Supplied passage —
--- start ---
Welcome to my blog. I used to try to write when I had time. That didn’t work out so well. Now I’m making the time. We’ll see how that goes. Thanks for coming along for the ride.



Photo from  NASA

Photo from NASA

I had never really paid much attention to the moon until I got a dog.

I know that sounds strange, but when you have a dog, you find yourself outside at times of day and night that you normally wouldn’t be otherwise. When a dog needs to go out, you need to take him or her. It’s that simple.

Those times when the moon is big and bright in the sky and you’re waiting for your dog to take care of business, it is natural to look up. In the dead of winter, the nights can be very dark, and even our strongest flashlights are not up to the task of lighting the way very well. But when the moon is full, especially if there is a nice coat of snow on the ground, a flashlight is almost unnecessary.

I can remember one night when the snow had turned to a sheet of ice in our backyard, making the hillside a slick slope. My children were young and asleep in their beds, and I had taken our dog, Buster, out for his final walk around the yard. The glittering icy snow was brilliant, making it easy to see everything around us, and I was amazed that the moon was able to cast such brightness on our patch of earth that other nights was terribly dark.
--- end ---
Stated task 1 —
Answer these questions using the moon blog post:
(a) What got the writer to start paying attention to the moon?
(b) What was the dog's name?
(c) What had the snow in the backyard turned into on the night the writer remembers?
The records that come next have no connection to the moon blog post.

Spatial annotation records
--- start ---
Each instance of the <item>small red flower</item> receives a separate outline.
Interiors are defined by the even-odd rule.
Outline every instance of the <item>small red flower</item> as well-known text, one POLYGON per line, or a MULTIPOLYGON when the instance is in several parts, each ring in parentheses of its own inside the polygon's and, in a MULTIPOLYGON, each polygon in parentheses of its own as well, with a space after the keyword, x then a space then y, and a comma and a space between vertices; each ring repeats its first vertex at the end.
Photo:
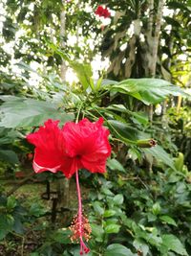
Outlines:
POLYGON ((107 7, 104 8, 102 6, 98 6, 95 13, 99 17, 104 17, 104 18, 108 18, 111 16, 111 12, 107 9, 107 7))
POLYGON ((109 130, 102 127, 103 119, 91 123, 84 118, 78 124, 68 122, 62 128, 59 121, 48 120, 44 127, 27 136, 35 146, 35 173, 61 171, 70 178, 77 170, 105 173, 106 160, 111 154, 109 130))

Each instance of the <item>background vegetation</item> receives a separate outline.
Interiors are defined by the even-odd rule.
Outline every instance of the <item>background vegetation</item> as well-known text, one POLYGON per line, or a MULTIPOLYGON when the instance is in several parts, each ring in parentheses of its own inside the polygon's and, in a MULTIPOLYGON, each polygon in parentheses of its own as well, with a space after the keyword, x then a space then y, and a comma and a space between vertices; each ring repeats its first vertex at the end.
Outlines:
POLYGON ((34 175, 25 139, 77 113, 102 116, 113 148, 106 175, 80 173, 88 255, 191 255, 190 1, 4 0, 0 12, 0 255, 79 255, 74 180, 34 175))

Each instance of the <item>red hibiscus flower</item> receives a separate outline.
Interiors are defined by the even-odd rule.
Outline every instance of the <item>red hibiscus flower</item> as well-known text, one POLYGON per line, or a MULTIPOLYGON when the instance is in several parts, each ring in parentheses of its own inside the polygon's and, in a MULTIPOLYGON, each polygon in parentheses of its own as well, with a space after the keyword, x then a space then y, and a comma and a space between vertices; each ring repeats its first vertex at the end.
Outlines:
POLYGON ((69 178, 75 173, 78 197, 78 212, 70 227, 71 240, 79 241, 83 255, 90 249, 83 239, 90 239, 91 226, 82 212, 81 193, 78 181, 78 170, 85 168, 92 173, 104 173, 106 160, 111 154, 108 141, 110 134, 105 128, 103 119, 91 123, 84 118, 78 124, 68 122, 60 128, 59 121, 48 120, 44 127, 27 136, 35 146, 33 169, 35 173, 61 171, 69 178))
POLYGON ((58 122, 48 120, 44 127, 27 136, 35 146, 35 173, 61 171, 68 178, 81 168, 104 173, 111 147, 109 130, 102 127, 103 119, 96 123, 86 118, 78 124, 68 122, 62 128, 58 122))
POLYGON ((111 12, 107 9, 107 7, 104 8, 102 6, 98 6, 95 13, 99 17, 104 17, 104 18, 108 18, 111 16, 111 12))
--- end ---
Stated task 2 — In the records, starting at the beginning and ending at the line containing "POLYGON ((34 175, 25", swap "well-known text" for "WKT" and write those lines out again with everything else unchanged. Leave out the pictures.

Written reply 1 —
(a) Getting a dog.
(b) Buster.
(c) A sheet of ice.

Written reply 2 —
Each instance of the <item>small red flower</item> receives a separate outline.
Interiors are defined by the even-odd rule.
Outline every instance of the <item>small red flower</item> as WKT, one POLYGON per line, or a MULTIPOLYGON when the instance is in several parts, each ring in parentheses of its own inside the polygon's and, in a MULTIPOLYGON, each polygon in parentheses of its own as well, with a space after the keyword, x then a space then y, and a comma and a space between vertices; each ring repeats its first vertex at the end.
Photo:
Outlines:
POLYGON ((107 7, 104 8, 102 6, 98 6, 95 13, 99 17, 104 17, 104 18, 108 18, 111 16, 111 12, 107 9, 107 7))
POLYGON ((109 130, 102 127, 103 119, 91 123, 84 118, 78 124, 68 122, 62 128, 59 121, 48 120, 44 127, 27 136, 35 146, 35 173, 61 171, 70 178, 77 170, 105 173, 106 160, 111 154, 109 130))

Each instance of the <item>background vegetation</item> receives a separate outline.
Interiors are defined by the even-odd rule.
Outline every instance of the <item>background vegetation</item> as WKT, one POLYGON per line, or a MULTIPOLYGON when the instance is in several parts, each ring in parentheses of its own inside the polygon's and, in a MULTIPOLYGON, each polygon in parentheses of its own as well, with a space after the keyword, x then a space then y, and a comma and a space between vertices; each ring repeats its first vertex at the end.
Outlines:
POLYGON ((34 175, 25 139, 77 113, 102 116, 113 148, 106 175, 80 173, 88 255, 191 255, 190 1, 4 0, 0 12, 0 255, 79 255, 74 180, 34 175))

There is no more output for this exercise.